**Exercises to complete**
a - From the gizzard shad thread, print the section that begins with the words containing "Where is best" and ends with "if you want.", copying it word for word.
b - Continue the forum thread about catching gizzard shad from the point where it stops.

**Given text**
--- --- ---

# Where to catch gizzard shad?



## JetJon (Apr 20, 2016)

Where is best places to cast net gizzard shad now and through out  the summer months? I'm on the East side of Atlanta but will travel. PM if you want.


----------



## JetJon (Apr 22, 2016)

*Gizzards*

I know somebody has to a gizzard wizard. Please help me out with some info on good places to cast net gizzard shad.


----------



## seabolt (Apr 23, 2016)

Good luck.hit the back of the creeks.boat ramps at day light


----------



## Thunder Head (Apr 25, 2016)

If you find out let me know. I cannot catch them on a regular basis. 
 I have caught them in the backs of creeks on occasion.


----------



## Dustin Pate (Apr 25, 2016)

I love shallow, muddy flats. You will make a mess of your boat, but you will get gizzards.


----------



## fishingga (Apr 25, 2016)

Almost every lake stream or river in east GA/ATL has shad.

Lake Jackson has a decent amount but hard to keep them alive from there in the summer.  Oconee has a good number, look in upper lake, backs of creeks or around golf courses if they have fertilized recently.  Chattahoochee river has them, look for creeks coming into the river.  The rivers above and below every lake have some if you have a jet boat.  Go right before daylight or at dusk and look for them flipping on the surface and you will have better success.  During the day is more exercise.  Dirty water usually holds more and are easier to catch than clear water.  
There are some areas in metro ATL that you can catch some very large gizzards but do you own homework to find them.


----------



## JetJon (Apr 26, 2016)

Thanks for info. I'll keep looking till they are found! LOL


----------



## snapdog (Apr 26, 2016)

--- --- ---

**Supplied material**
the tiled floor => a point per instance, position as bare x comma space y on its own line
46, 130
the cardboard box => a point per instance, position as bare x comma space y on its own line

--- --- ---

**Per-task answers**
a -
Where is best places to cast net gizzard shad now and through out  the summer months? I'm on the East side of Atlanta but will travel. PM if you want.

b -
As Dustin said gizzards like very shallow muddy flats preferably with some grass close by.


----------



## j_seph (Apr 26, 2016)

Takes a lot of net throwing


----------



## 3ringer (Apr 26, 2016)

Can gizzard shad be caught on bait and hook. What do they eat.


----------



## j_seph (Apr 26, 2016)

3ringer said:


> Can gizzard shad be caught on bait and hook. What do they eat.


plankton alagee


----------



## 3ringer (Apr 26, 2016)

j_seph said:


> plankton alagee



I don't think I have hooks small enough for plankton or algae lol. I stuck a Gopro under our dock and saw about a half dozen fish swimming together that kinda looked like piranha. I figured they must be gizzard shad.


----------



## j_seph (Apr 26, 2016)

3ringer said:


> I don't think I have hooks small enough for plankton or algae lol. I stuck a Gopro under our dock and saw about a half dozen fish swimming together that kinda looked like piranha. I figured they must be gizzard shad.


Post coordinates for your dock please


----------



## BendItBig (Apr 26, 2016)

j_seph said:


> Post coordinates for your dock please



x2 I can come show you how to catch them!


----------



## JetJon (Apr 27, 2016)

I'm good at cast net throwing. I've caught gizzards many times. I have a 1100 gallon tank with filter system just like striper soup uses that I got off craig's list last fall. I'm trying to find places to cast net lots of gizzards.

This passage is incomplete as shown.